- Постановка задачи
Как будут выглядеть все строки ниже, если переписать их, заменив «hazy sky» на «overcast sky» и ничего больше не меняя?

---*---

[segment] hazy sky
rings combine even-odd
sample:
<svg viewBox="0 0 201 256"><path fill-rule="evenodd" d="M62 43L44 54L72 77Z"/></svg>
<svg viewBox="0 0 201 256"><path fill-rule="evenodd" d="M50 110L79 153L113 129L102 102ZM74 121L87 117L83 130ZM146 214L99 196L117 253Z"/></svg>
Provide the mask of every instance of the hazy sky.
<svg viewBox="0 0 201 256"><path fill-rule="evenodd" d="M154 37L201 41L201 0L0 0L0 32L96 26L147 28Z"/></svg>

---*---

- Решение упражнения
[segment] overcast sky
rings combine even-odd
sample:
<svg viewBox="0 0 201 256"><path fill-rule="evenodd" d="M62 43L44 54L72 77Z"/></svg>
<svg viewBox="0 0 201 256"><path fill-rule="evenodd" d="M50 110L79 153L113 129L102 102ZM74 121L87 117L83 130ZM146 214L99 196L117 253Z"/></svg>
Provide the mask of every instance of the overcast sky.
<svg viewBox="0 0 201 256"><path fill-rule="evenodd" d="M154 37L201 41L201 0L0 0L0 32L96 26L147 28Z"/></svg>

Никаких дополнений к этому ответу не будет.